==== Data supplied ====

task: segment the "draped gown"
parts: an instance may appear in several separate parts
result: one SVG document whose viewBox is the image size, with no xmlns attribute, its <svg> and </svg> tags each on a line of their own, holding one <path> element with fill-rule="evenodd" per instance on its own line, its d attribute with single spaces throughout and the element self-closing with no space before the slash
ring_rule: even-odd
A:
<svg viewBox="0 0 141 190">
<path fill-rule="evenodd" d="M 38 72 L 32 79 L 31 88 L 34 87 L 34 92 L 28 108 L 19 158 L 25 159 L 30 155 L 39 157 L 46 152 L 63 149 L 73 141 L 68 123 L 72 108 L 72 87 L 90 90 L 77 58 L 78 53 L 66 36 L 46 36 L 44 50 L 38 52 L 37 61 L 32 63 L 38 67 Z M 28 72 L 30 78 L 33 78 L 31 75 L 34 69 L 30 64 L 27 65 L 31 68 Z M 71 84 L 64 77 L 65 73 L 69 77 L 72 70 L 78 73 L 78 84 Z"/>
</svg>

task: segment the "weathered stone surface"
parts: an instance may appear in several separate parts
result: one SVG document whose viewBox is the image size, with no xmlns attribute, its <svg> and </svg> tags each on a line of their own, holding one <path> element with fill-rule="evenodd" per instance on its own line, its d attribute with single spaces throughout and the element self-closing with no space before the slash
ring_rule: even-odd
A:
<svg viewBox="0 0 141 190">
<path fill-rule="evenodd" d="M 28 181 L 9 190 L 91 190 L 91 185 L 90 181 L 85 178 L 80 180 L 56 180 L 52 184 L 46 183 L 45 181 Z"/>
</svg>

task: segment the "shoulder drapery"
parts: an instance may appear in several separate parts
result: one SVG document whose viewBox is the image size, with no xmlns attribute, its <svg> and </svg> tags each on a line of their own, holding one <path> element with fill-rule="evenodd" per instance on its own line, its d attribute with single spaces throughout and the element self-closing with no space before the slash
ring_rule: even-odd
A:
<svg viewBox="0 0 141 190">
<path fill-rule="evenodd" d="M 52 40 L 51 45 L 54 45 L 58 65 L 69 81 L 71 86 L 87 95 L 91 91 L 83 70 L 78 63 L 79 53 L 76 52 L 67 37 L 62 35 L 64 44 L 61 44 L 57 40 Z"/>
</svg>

====

(Instruction): Every entry should be printed again exactly as written.

(Problem solution):
task: segment the "draped gown"
parts: an instance may appear in several separate parts
result: one SVG document whose viewBox is the image size, with no xmlns attribute, its <svg> and </svg> tags each on a line of their own, holding one <path> element with fill-rule="evenodd" per instance on its own line, its d attribute with single spaces throughout and the element self-closing with no space before the slash
ring_rule: even-odd
A:
<svg viewBox="0 0 141 190">
<path fill-rule="evenodd" d="M 38 72 L 32 79 L 31 88 L 34 87 L 34 92 L 28 108 L 19 158 L 25 159 L 30 155 L 39 157 L 46 152 L 63 149 L 73 141 L 68 123 L 72 108 L 72 87 L 90 90 L 77 58 L 78 53 L 66 36 L 46 36 L 44 50 L 38 52 L 37 61 L 32 63 L 38 67 Z M 28 72 L 30 78 L 33 78 L 31 75 L 34 69 L 30 64 L 27 65 L 31 68 Z M 71 84 L 64 77 L 65 73 L 69 77 L 72 70 L 78 73 L 78 84 Z"/>
</svg>

task: segment the "weathered stone surface"
parts: an instance may appear in several separate parts
result: one SVG document whose viewBox is the image size, with no xmlns attribute, its <svg> and </svg> tags each on a line of their own, holding one <path> element with fill-rule="evenodd" per instance on its own line, its d attribute with single spaces throughout and the element self-closing with no space before the slash
ring_rule: even-odd
A:
<svg viewBox="0 0 141 190">
<path fill-rule="evenodd" d="M 28 181 L 9 190 L 91 190 L 91 185 L 90 181 L 85 178 L 80 180 L 56 180 L 52 184 L 46 183 L 45 181 Z"/>
</svg>

task: segment the "shoulder drapery"
parts: an instance may appear in several separate parts
result: one SVG document whose viewBox is the image size, with no xmlns attribute, its <svg> and </svg> tags each on a line of their own, holding one <path> element with fill-rule="evenodd" per instance on its own line, its d attribute with single spaces throughout and the element self-closing with no space before the slash
ring_rule: even-odd
A:
<svg viewBox="0 0 141 190">
<path fill-rule="evenodd" d="M 52 40 L 51 45 L 54 45 L 58 65 L 69 81 L 71 86 L 87 95 L 91 91 L 83 70 L 78 63 L 79 53 L 76 52 L 67 37 L 62 35 L 64 44 L 61 44 L 57 40 Z"/>
</svg>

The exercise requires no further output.